Task item A: In the passage on the Sickle Cell Care Centre at LASUTH, how many people does the SSA say are living with sickle cell disease in Nigeria?
Task item B: Continue the passage on the Sickle Cell Care Centre at LASUTH, starting after its last sentence.

Page text:
He said: “This collaboration with the Office of the SSA to the President on SDGs is a testament to our collective commitment to improving care for children living with sickle cell diseases. I acknowledge Princess Orelope-Adefulire for her vision and unwavering commitment to healthcare advancement that made this Centre a reality. This will not only transform our healthcare landscape, it will also add to the number of child care facilities in Lagos.

“If we all work together, we can achieve a lot more together. This hospital will provide a comprehensive care that will include early diagnosis, advanced treatment and continuous management to children that are suffering the debilitating condition. The centre will also serve as a hub for research and education, which will foster and deeper understanding of the disease. More importantly, it will contribute to reducing infant mortality index”.

From left: Governor Babajide Sanwo-Olu; SSA to the President on SDGs, Princess Adejoke Orelope-Adefulire; and Minister of State for Health and Social Welfare, Dr. Tunji Alausa during the formal commissioning and handing over of the Sickle Cell Care Centre at LASUTH, Ikeja, facilitated by the Office of SSAP-SDGs, on Friday

 

Sanwo-Olu said the facility would nurture an environment where children would get holistic care tailored to their individual needs, including medical treatment and psychological support.

The Governor expressed appreciation to President Bola Ahmed Tinubu for finding Lagos worthy to benefit from the intervention. He said the project had further reinforced the health vision of the President to enhance the nation’s capacity to meet global health coverage.

Orelope-Adefulire said sickle cell disease had impacted communities across the nation negatively, subjecting families to psychological torture. This, she said, informed the priority accorded to development of modern medical care capability to address the growing cases.

The SSA said three million people are living with sickle cell disease in Nigeria, projecting precarious outlook for the country. She said the President approved the initiative to further demonstrate his commitment to achieving all targets set in Goal 3, Target 2 of the SGDs and leave no one behind in the initiatives rolled out to address the challenges.

“This intervention is a cardinal pillar of healthcare and empowerment in the Renewed Hope agenda of the current administration. Knowledge and skill among the public health workers are critical to improving the care for sickle cell cases. Before now, LASUTH treated 45 out of 1,000 patients weekly due to constraints of space and facilities.

Excerpted data:
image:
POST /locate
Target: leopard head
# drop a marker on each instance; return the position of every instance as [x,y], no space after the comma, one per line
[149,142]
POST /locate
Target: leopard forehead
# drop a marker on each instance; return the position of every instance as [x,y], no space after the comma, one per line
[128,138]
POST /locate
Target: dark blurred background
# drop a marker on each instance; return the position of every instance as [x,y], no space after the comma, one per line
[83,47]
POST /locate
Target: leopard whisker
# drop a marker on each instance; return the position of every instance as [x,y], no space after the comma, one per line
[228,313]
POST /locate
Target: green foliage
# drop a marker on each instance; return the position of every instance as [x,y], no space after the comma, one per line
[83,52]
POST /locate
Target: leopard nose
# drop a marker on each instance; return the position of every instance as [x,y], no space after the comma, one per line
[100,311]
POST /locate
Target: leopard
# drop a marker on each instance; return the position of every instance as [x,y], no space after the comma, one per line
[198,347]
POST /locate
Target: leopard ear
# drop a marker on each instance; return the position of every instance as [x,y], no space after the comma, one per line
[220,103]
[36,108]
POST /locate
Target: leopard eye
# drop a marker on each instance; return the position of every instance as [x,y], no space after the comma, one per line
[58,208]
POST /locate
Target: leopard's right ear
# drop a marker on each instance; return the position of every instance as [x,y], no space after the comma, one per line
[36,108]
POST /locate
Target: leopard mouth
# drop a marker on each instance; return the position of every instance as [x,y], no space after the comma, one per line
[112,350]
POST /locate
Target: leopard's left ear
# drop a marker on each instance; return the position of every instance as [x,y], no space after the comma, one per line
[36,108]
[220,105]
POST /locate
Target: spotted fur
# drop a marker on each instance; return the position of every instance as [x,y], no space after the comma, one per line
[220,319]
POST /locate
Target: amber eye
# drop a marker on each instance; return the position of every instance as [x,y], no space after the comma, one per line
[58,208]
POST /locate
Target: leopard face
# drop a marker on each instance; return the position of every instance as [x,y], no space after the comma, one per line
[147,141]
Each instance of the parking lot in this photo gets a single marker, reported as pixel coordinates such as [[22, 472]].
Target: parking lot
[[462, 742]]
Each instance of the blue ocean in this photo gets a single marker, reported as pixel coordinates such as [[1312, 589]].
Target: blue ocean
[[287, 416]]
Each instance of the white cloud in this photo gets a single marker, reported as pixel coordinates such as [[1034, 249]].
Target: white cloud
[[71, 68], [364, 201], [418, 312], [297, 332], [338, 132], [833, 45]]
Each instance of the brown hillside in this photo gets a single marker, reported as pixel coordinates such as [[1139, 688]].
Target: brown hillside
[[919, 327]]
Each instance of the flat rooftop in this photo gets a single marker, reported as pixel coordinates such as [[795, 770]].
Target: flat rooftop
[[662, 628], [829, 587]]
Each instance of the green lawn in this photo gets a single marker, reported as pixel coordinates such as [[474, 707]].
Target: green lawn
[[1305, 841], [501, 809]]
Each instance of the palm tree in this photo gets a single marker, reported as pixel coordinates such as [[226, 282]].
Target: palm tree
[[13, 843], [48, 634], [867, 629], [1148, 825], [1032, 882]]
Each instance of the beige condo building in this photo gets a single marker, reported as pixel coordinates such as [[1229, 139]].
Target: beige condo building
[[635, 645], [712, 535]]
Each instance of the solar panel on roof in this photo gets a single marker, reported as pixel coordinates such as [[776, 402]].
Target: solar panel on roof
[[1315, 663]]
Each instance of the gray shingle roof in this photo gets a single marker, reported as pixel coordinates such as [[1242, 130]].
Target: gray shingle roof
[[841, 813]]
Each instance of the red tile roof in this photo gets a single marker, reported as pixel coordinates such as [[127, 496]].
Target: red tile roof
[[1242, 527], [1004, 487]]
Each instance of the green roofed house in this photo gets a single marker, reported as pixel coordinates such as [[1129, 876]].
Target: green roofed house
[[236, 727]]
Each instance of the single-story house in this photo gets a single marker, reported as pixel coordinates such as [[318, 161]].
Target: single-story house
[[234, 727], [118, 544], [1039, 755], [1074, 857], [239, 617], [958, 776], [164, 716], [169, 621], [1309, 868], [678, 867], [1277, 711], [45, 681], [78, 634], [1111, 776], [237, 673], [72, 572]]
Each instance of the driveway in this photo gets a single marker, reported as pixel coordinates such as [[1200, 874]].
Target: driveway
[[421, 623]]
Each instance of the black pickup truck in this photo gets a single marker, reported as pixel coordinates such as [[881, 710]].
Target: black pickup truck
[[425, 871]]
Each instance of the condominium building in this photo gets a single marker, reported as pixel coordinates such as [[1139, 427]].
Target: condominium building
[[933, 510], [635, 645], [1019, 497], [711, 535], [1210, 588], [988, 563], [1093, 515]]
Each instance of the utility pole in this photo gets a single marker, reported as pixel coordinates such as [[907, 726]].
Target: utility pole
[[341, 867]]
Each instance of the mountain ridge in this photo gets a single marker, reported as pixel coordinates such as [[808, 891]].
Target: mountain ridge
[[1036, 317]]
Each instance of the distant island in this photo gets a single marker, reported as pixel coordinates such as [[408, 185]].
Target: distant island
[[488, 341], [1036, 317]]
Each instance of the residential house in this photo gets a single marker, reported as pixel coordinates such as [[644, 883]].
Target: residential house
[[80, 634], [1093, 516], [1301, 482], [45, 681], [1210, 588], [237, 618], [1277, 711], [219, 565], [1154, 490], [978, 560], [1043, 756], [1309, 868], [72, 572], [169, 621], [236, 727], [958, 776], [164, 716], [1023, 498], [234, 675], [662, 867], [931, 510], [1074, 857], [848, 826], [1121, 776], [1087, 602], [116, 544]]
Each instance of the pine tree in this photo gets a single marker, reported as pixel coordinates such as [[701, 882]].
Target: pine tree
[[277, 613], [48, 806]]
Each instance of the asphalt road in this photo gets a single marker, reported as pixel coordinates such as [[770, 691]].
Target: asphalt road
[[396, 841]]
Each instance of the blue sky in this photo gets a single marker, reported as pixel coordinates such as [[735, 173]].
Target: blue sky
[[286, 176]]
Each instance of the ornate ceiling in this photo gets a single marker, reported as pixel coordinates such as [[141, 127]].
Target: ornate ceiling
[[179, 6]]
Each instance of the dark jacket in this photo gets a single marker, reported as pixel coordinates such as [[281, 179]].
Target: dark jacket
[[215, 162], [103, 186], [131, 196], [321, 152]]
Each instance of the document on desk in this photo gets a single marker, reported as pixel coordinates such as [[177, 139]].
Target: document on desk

Task response A: Three million.

Task response B:
“This Sickle Cell Care Centre will contribute to the achievement of the Sustainable Development Goal 3, Target 2, which seek to end preventable deaths of newborns and children under 5 years of age, thereby reducing global burden to 25 per 1,000 by 2030. In Nigeria, our target is to achieve zero per 1,000 at the end of implementation period”.

LASUTH’s Chief Medical Director, Prof. Adetokunbo Fabanwo said the facility would offer preventive and therapeutic care to child sufferers, thanking Orelope-Adefulire for supporting the teaching hospital with the project.

He said the centre would take off the burden of the paediatric Unit in the teaching hospital, which was challenged by surging cases of child sufferers. The new facility, he said, offered conducive environment for treatment.

“LASUTH is blessed with dedicated staff that look after children with sickle cell disease. In the new centre, child patients will have the benefit of a conducive environment to be attended as out patients; those in need of a day or prolonged admission can also be admitted”,” Fabanwo said.

Head of the Paediatrics, Haematology, Oncology Unit at LASUTH and Coordinator of the Centre, Dr. Ijeoma Akinwumi gave details of the activities that would be carried in the facility.

The Associate Professor of Paediatrics said that the centre would cater for children between zero age and 18 years, giving them comprehensive care in their moments of crisis.

She said the centre is equipped to carry out diagnosis of sickle cell within 10 minutes. She said the units in the facility include multi-disciplinary unit, counseling unit, X-Ray therapy unit, laboratory and pharmacy.

“The centre is built with electronic record technology to manage medical records of patients from birth to adult”, she said.